Complete the following →
A – Reproduce, word for word, the stretch of the blog comments from "Even though I" through "and Frankie said...".
B – Decide whether each statement below agrees with the blog comments, answering yes or no and quoting the words of the blog comments that decide it: (i) Becci always pictured a family with six children. (ii) The anonymous commenter at 6:10 p.m. says IVF is very expensive in Australia. (iii) Pixxiee says this cycle has to be Pixxiee's own giving up point.

(Selected text begins)

At 9:49 a.m., July 10, 2006, Blogger DD said...

You know I hear you, sista. What's wrong with surrounding yourself with as much love as you can when you have so much to give? Not one damn thing.

 
At 10:02 a.m., July 10, 2006, Blogger Becci said...

Even though I have not been down the infertility road (though I feared I would) I understand the want for another child and having to weigh the options. I don't know what we are going to do. For me it will either be bedrest pregnancy again or thousands of dollars to adopt. Which comes with a higher price I don't know.... but I know I don't want to be an only child family. I always saw myself with 6 kids. Dreams die hard. Really hard.

 
At 10:06 a.m., July 10, 2006, Anonymous Anonymous said...

I wish that I had words of wisdom for you. It's so awful that having babies has to come with so many dollar signs. Truth be told I don't know if I will ever do IVF. Just don't know if I can justify the debtload on a gamble. But that doesn't really help does it?

 
At 2:25 p.m., July 10, 2006, Blogger Alli and Frankie said...

How frustrating that call to your clinic sounded! WTF is up with the nurse? Nothing like dropping thousands of dollars to a clinic where the nurse can't remember from one sentence to the next what your procedure is! Grrrr!!

What you wrote about your boys was so sweet!

 
At 4:17 p.m., July 10, 2006, Blogger Lisa said...

Hope your heat wave breaks soon! I know when it's that hot I get really crabby and can barely function.

 
At 6:10 p.m., July 10, 2006, Anonymous Anonymous said...

There are just countless factors we have to weigh up when it comes to doing IVF, luckily in Australia it's very affordable (hey come here!)- but wouldn't it be lovely just to maybe 'have sex' and wonder if this was the month! Perish the thought!

 
At 7:23 p.m., July 10, 2006, Blogger Pixxiee said...

Who knows when anyone's giving up point is? For me, it has to be this cycle, for you, maybe another IVF cycle (ooh and twin girls???). We all have our limit, whether it is emotional or financial or closure related. When the time is right you'll find your limit and hopefully you will feel comfy about it. Till then, hugs!

 
At 7:13 a.m., July 11, 2006, Blogger Serenity said...

Be gentle with yourself, soralis. I am so sorry you are in so much pain. And I truly hope you find answers (and peace) soon.

Hugs.

 
At 7:40 a.m., July 11, 2006, Blogger MoMo said...

Soralis--I am so sorry you are going through this. Wanting more children is okay--don't be so hard on yourself. Hang in there and just know that we are all here for you.

 
At 8:27 a.m., July 11, 2006, Blogger Angie said...

(Selected text ends)
(Extracted records begins)

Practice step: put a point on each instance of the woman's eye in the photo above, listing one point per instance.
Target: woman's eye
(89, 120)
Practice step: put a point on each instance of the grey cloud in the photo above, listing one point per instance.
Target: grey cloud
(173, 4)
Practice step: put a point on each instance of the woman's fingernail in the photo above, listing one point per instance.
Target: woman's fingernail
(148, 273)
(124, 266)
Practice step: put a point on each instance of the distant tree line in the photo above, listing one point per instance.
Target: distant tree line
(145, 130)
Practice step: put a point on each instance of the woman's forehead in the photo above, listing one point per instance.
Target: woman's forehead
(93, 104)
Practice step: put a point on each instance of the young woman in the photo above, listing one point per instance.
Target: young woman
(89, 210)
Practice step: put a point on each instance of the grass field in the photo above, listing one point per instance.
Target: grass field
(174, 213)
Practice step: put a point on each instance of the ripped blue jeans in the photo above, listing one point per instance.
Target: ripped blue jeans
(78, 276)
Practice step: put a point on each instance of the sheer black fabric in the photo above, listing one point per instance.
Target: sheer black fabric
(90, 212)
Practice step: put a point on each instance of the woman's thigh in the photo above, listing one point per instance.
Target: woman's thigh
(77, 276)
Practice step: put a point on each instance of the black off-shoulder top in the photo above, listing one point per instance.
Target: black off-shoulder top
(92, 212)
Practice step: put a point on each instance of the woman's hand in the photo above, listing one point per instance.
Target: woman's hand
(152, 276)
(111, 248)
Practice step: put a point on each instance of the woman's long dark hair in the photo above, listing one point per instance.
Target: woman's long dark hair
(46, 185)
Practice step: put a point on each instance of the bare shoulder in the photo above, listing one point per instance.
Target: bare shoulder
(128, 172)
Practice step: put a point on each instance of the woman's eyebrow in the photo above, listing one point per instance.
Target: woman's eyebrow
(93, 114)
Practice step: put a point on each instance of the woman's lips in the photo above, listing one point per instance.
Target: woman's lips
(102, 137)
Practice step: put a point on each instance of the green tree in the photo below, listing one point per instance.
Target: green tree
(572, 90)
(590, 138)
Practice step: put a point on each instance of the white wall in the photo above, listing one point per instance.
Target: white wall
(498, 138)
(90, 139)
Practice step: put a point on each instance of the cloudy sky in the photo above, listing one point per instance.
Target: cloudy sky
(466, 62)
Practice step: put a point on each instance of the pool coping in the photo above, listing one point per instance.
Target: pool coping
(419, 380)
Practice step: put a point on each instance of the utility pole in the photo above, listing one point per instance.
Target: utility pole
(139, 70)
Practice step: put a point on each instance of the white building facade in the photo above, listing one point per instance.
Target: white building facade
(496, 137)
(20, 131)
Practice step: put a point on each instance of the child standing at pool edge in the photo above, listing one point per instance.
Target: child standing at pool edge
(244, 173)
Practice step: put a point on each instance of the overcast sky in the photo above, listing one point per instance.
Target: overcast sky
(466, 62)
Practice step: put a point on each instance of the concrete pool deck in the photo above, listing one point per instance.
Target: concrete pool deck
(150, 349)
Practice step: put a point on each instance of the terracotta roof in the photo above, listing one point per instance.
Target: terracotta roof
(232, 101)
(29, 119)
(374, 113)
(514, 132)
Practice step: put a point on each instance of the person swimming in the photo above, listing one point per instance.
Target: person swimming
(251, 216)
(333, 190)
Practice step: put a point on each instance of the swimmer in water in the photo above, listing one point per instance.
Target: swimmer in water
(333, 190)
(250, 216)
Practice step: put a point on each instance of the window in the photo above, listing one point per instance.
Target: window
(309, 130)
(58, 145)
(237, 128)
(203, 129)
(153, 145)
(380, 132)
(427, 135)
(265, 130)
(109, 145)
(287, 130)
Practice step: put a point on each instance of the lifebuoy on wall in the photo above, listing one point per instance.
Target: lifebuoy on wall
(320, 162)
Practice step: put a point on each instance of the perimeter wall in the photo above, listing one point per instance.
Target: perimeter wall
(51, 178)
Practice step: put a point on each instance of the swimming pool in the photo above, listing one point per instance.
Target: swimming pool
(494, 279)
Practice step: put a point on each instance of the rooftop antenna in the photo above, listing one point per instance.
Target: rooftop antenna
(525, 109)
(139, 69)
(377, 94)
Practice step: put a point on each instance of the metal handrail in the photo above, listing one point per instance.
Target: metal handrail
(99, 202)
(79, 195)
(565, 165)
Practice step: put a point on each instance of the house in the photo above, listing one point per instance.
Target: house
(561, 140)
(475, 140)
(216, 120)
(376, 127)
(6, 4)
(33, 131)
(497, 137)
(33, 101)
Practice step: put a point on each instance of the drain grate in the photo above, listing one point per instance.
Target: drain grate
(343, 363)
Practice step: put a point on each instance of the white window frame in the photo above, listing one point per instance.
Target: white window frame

(Extracted records ends)

Exercise responses →
A –
Even though I have not been down the infertility road (though I feared I would) I understand the want for another child and having to weigh the options. I don't know what we are going to do. For me it will either be bedrest pregnancy again or thousands of dollars to adopt. Which comes with a higher price I don't know.... but I know I don't want to be an only child family. I always saw myself with 6 kids. Dreams die hard. Really hard.

 
At 10:06 a.m., July 10, 2006, Anonymous Anonymous said...

I wish that I had words of wisdom for you. It's so awful that having babies has to come with so many dollar signs. Truth be told I don't know if I will ever do IVF. Just don't know if I can justify the debtload on a gamble. But that doesn't really help does it?

 
At 2:25 p.m., July 10, 2006, Blogger Alli and Frankie said...

B –
(i) Yes: "I always saw myself with 6 kids."
(ii) No: "luckily in Australia it's very affordable"
(iii) Yes: "For me, it has to be this cycle"